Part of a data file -
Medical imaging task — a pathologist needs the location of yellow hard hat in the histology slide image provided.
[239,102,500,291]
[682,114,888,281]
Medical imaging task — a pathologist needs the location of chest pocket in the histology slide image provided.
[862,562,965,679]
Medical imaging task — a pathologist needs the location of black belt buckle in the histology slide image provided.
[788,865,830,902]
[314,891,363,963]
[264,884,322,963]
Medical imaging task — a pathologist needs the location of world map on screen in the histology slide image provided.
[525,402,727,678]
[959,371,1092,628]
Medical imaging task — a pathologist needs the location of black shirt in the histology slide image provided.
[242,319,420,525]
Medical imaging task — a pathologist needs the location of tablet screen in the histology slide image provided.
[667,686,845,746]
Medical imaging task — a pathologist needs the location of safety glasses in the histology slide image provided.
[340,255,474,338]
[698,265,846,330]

To do -
Please repeat every one of the lines above, word for word, without changing anything.

Solution below -
Medical imaging task — a pathologist needs the location of yellow hard hat in the histology slide image provided.
[239,102,500,291]
[682,114,888,281]
Medical imaging task — a pathologist needs the location of chest pocket in the histology slide image provided.
[862,562,965,679]
Medical imaging task — a pathologist needs the location of black belt buckle in the histology slide image provided.
[788,865,830,902]
[314,891,363,963]
[264,884,322,963]
Medical imaging task — a pathologist needs the location of world map on screen in the histology slide image provided.
[525,402,727,678]
[959,371,1092,628]
Medical imaging task — a pathologist needs the location of black shirt in the histology slide image provided.
[242,319,420,525]
Medical imaging task — a pathologist needs the location of tablet screen in the histology slide image provided.
[667,686,845,746]
Medical imaging task — a pathologist needs the location of safety glasses in the histology slide image provided.
[340,255,474,338]
[698,265,846,330]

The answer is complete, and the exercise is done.